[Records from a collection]
● ● ●

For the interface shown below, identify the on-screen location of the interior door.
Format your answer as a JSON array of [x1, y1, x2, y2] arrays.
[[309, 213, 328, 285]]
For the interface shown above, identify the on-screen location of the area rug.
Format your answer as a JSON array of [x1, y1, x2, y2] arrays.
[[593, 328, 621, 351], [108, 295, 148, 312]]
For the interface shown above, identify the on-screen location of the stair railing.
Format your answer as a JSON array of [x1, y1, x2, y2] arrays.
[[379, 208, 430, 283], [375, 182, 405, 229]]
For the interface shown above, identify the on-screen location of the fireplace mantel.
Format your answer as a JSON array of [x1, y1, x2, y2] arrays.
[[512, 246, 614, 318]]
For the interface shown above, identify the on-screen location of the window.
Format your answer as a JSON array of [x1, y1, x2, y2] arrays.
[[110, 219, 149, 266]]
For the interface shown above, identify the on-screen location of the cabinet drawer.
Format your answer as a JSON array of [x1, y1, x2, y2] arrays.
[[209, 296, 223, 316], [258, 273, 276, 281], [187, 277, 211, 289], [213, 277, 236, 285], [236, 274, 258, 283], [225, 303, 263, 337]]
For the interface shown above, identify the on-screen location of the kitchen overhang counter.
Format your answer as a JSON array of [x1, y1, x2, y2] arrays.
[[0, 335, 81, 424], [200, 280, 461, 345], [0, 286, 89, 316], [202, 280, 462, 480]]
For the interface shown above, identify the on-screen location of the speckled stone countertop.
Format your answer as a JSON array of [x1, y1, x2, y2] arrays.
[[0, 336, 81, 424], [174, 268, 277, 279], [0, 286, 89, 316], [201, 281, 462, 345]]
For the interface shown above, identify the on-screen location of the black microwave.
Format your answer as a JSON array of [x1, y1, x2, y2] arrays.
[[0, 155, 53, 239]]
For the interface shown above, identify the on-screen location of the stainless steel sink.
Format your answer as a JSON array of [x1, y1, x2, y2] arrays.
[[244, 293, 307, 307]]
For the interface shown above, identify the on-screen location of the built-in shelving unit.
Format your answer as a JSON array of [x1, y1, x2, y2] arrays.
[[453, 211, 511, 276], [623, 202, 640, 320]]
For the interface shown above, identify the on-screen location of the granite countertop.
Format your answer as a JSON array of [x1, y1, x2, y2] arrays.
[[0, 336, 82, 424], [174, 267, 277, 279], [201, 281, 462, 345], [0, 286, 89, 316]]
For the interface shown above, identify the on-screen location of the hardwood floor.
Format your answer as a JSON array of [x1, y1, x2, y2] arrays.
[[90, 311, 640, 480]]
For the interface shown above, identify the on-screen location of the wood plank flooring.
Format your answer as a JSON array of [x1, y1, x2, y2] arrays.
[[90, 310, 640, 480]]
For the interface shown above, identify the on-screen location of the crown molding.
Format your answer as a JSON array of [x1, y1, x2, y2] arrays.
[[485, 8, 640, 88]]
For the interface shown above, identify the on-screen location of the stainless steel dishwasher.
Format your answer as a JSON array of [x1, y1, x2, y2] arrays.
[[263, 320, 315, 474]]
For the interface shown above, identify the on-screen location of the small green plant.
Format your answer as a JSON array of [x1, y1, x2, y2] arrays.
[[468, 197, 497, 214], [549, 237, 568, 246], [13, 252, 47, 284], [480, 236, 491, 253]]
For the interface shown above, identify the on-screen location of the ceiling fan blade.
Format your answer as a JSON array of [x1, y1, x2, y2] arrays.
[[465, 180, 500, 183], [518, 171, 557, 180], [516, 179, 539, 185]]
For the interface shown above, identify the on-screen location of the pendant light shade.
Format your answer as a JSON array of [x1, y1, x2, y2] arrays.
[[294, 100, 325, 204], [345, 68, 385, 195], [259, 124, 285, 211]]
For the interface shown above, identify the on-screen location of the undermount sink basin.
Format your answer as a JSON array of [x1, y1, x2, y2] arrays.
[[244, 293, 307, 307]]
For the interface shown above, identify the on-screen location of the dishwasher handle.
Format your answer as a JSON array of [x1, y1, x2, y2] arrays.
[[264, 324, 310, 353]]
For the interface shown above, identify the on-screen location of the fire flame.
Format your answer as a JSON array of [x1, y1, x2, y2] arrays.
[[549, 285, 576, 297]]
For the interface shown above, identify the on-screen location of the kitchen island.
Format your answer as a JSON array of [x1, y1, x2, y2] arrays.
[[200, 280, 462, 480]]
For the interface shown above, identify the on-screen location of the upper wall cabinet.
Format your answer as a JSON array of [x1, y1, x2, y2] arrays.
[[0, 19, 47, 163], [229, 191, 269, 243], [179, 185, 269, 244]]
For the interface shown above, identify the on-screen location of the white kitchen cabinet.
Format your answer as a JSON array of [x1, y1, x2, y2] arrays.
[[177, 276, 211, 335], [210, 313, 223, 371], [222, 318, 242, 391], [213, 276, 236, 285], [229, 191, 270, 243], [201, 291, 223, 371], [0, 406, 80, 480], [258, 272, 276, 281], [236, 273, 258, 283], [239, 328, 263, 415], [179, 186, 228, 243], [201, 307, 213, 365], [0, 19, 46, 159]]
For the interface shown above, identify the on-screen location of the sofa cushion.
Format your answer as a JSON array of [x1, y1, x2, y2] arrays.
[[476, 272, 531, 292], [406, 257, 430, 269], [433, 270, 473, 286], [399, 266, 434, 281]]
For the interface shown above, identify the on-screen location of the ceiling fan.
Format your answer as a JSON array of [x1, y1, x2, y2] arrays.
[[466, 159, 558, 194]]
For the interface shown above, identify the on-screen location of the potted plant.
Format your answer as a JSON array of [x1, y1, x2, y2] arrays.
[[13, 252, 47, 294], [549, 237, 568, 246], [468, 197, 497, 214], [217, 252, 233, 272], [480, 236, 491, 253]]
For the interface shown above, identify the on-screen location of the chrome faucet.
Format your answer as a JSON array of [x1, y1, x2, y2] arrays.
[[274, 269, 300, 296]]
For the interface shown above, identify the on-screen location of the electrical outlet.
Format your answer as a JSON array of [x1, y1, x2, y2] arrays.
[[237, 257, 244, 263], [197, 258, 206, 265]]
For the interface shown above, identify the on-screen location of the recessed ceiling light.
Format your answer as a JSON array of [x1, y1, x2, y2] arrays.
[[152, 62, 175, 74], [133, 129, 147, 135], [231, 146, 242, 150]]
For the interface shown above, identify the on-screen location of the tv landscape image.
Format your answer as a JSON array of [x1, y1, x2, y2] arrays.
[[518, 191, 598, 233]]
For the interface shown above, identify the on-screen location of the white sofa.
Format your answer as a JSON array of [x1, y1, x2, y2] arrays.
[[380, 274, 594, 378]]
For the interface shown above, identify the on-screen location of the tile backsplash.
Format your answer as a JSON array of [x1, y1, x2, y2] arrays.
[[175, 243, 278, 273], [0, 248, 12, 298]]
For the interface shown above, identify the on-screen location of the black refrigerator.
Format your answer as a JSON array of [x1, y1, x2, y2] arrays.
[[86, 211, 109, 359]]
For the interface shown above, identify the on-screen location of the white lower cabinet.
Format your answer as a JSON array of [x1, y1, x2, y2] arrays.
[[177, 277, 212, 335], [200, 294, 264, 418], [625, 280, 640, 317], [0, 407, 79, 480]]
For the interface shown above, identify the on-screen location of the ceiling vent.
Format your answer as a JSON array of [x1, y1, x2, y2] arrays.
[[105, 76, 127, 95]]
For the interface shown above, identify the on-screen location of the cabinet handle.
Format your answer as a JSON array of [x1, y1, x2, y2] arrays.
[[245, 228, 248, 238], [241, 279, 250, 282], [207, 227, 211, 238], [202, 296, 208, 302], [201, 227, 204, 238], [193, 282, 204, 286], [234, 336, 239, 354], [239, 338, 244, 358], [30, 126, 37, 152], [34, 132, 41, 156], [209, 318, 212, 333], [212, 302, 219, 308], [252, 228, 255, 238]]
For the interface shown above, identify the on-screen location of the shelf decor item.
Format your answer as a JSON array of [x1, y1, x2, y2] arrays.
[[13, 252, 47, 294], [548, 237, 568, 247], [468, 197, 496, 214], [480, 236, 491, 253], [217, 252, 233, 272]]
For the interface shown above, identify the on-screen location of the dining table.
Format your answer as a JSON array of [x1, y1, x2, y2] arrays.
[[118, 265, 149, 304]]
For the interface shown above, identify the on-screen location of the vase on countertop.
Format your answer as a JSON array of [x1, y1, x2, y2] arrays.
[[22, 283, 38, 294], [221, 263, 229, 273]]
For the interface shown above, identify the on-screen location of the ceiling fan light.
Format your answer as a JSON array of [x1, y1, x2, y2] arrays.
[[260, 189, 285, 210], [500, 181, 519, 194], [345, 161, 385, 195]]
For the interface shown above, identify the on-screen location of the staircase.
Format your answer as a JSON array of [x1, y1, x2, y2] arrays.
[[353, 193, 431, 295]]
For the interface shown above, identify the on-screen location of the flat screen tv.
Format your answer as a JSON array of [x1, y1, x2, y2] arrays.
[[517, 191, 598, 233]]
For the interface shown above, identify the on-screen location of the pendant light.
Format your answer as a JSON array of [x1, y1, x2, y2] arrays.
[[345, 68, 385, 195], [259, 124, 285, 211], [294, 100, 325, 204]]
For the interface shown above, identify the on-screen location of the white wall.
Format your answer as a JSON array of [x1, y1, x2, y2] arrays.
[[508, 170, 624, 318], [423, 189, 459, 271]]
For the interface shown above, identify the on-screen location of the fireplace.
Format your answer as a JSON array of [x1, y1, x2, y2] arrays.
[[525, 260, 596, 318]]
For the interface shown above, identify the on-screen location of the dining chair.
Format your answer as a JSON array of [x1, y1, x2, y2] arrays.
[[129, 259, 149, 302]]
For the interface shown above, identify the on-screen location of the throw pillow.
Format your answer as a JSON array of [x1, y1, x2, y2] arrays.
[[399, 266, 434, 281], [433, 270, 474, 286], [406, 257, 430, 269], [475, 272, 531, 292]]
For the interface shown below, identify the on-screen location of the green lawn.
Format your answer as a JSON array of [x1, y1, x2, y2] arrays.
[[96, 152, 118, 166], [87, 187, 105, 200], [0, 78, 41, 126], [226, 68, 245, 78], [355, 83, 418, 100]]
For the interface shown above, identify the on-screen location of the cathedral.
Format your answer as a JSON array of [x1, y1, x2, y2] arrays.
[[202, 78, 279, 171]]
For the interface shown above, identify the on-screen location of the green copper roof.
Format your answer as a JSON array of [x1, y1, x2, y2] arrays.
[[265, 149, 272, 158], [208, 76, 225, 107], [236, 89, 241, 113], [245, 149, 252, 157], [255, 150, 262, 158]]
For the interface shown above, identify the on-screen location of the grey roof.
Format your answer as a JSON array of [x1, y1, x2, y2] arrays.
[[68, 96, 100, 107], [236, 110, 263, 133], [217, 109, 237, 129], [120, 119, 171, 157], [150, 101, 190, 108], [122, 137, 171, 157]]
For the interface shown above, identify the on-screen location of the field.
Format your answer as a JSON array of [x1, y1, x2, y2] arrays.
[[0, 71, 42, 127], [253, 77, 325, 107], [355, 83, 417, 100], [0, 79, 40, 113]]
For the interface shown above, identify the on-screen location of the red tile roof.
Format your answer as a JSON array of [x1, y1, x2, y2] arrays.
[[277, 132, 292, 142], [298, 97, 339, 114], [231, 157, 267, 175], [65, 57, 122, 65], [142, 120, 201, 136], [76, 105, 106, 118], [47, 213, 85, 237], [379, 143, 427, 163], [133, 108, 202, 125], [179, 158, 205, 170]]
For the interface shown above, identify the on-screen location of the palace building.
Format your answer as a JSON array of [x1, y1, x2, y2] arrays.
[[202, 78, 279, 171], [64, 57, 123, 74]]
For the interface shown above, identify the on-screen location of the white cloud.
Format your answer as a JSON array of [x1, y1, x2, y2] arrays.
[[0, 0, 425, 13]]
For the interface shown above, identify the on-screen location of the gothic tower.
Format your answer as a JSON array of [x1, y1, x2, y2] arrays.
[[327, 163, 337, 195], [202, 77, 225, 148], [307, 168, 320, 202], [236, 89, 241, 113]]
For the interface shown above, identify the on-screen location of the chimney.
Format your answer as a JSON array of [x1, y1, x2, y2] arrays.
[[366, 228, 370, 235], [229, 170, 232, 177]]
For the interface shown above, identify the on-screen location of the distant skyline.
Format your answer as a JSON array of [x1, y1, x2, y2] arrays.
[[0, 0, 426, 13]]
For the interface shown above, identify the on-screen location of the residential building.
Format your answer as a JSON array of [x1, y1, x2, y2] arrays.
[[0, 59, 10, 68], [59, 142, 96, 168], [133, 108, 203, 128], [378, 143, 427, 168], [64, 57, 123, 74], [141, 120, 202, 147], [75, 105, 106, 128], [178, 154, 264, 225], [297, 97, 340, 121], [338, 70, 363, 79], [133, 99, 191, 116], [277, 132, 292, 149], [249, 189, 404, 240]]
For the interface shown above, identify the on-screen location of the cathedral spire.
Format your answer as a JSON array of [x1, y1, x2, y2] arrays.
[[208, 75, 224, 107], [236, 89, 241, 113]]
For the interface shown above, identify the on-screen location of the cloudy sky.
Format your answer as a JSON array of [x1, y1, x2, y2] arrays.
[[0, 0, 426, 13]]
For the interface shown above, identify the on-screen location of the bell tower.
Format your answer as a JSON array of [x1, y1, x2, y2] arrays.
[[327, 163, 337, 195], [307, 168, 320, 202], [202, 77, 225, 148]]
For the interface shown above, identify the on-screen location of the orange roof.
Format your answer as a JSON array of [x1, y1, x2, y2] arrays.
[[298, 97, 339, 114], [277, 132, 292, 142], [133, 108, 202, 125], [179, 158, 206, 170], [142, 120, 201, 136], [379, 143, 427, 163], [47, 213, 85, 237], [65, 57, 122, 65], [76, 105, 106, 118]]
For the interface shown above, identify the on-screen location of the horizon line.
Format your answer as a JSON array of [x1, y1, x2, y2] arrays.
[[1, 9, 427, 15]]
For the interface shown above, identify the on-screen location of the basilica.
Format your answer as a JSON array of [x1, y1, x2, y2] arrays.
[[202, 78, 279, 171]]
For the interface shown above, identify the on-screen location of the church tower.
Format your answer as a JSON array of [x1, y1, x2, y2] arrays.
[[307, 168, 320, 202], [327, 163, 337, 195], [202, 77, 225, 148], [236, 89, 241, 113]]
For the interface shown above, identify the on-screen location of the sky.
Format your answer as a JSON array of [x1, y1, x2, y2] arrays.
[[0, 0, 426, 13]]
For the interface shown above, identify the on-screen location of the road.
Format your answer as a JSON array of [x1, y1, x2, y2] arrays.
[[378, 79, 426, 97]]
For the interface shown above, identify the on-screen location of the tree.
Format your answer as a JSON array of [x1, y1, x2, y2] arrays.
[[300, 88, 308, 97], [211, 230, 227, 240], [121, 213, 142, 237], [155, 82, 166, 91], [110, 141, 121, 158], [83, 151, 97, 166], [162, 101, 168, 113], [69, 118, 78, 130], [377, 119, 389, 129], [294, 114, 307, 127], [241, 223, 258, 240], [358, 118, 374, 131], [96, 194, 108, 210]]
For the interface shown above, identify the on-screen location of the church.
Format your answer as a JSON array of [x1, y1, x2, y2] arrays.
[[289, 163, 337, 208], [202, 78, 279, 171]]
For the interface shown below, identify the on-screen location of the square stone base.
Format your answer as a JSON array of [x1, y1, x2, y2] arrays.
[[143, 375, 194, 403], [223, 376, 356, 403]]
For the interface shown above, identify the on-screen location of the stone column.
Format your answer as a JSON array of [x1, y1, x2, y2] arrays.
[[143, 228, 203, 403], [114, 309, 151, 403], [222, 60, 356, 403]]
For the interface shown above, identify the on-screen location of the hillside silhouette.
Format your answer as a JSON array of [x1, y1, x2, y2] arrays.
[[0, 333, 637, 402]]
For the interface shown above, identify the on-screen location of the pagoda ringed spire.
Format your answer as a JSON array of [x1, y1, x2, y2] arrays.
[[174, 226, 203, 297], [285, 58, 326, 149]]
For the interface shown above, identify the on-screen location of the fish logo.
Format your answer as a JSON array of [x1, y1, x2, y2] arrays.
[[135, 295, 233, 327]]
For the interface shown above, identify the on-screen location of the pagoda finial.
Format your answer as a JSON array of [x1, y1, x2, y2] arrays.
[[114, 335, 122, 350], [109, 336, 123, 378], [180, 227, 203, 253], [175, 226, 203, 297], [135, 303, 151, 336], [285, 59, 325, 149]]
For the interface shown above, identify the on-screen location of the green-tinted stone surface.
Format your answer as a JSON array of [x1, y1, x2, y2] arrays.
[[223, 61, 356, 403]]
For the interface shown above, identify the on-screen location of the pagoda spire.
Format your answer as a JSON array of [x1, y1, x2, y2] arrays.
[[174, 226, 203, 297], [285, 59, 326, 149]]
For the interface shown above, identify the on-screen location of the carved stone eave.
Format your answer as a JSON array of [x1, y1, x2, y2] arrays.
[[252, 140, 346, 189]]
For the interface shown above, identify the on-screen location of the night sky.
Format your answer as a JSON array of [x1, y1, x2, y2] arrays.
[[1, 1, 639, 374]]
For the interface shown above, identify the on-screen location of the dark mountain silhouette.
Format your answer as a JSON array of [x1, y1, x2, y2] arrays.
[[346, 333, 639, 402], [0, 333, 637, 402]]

● ● ●

**GOAL OF THE EXERCISE:** Filter the records above for lines with "stainless".

**RESULT:**
For the interface shown above, identify the on-screen location of the stainless steel sink.
For the interface shown above, identify the on-screen location of the stainless steel dishwasher.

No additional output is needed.